**WORKING DATA:**
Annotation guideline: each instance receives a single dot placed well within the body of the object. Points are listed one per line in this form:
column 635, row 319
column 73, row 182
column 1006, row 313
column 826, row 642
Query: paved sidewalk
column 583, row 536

**EXERCISE PROMPT:** Return the material above in full, word for word.

**EXERCISE RESPONSE:**
Annotation guideline: each instance receives a single dot placed well within the body of the object. Points are listed one per line in this form:
column 635, row 319
column 73, row 182
column 1006, row 313
column 826, row 642
Query: paved sidewalk
column 583, row 536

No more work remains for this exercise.